**Details zur Aufgabe**. Schreibe die Zeilen von der Zeile mit „Each instance of the shadowed“ bis einschließlich der letzten Zeile der Einträge als Markdown-Tabelle um, mit der laufenden Nummer in der Spalte „Nr.“ und der jeweiligen Zeile in der Spalte „Zeile“. Leerzeilen lässt du dabei weg.

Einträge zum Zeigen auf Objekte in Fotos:
===
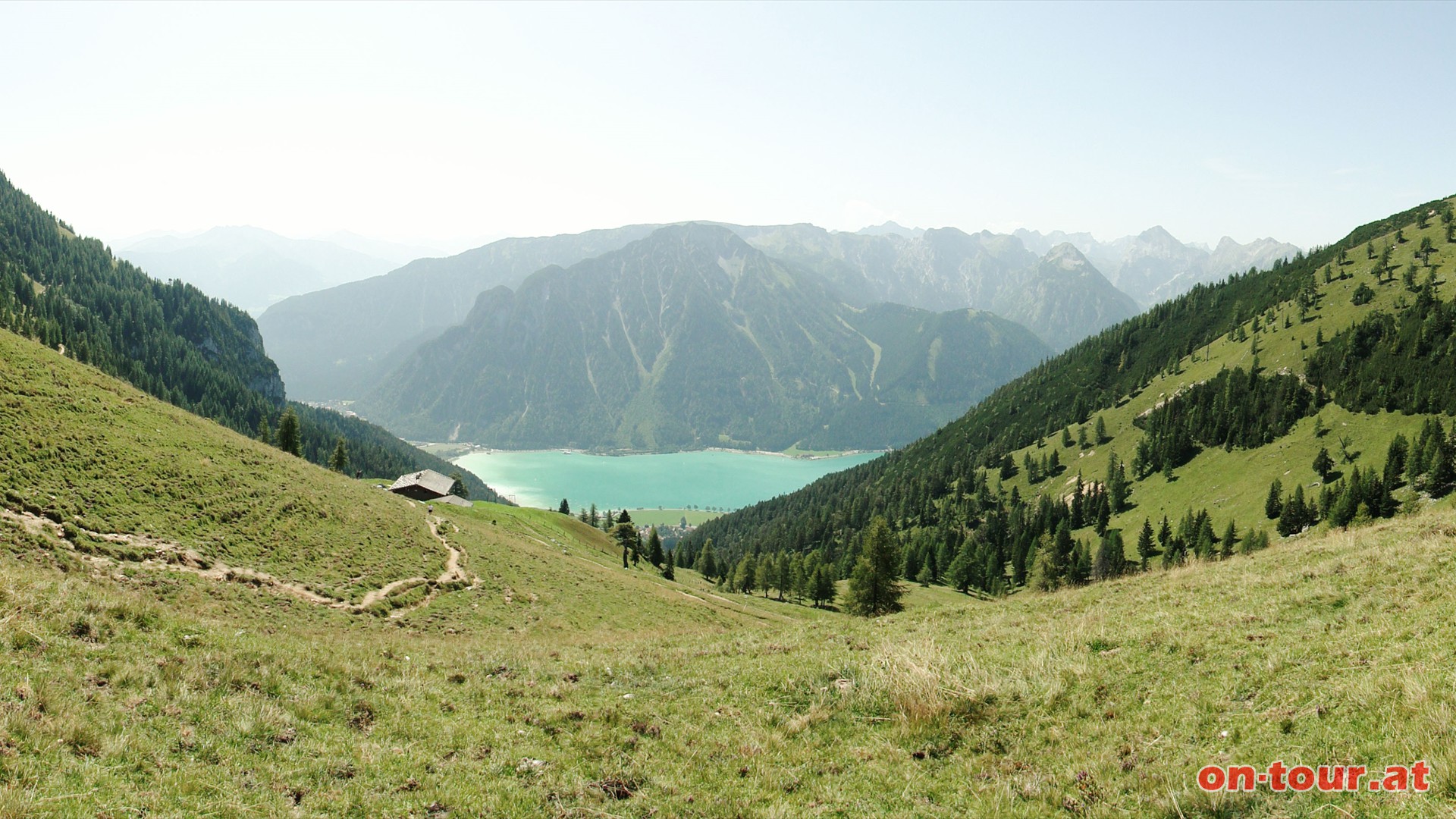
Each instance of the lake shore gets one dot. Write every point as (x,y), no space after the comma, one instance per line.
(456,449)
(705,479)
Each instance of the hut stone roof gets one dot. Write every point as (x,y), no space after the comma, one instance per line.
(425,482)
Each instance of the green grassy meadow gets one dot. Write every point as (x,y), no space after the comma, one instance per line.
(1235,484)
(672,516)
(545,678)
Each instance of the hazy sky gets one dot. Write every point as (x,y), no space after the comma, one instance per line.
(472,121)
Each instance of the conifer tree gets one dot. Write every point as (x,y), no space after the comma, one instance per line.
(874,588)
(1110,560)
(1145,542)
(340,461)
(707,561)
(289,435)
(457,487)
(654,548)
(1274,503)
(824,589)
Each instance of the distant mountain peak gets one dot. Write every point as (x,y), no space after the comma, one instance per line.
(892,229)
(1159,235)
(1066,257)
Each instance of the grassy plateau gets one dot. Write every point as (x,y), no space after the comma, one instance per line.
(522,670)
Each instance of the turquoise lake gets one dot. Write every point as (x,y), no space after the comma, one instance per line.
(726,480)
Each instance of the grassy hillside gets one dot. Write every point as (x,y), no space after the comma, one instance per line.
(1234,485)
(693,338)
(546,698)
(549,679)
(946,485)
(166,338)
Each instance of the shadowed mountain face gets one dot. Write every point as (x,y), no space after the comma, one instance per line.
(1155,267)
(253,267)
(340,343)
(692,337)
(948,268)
===
**Antwort siehe unten**.
| Nr. | Zeile |
|---|---|
| 1 | Each instance of the shadowed mountain face gets one dot. Write every point as (x,y), no space after the comma, one instance per line. |
| 2 | (1155,267) |
| 3 | (253,267) |
| 4 | (340,343) |
| 5 | (692,337) |
| 6 | (948,268) |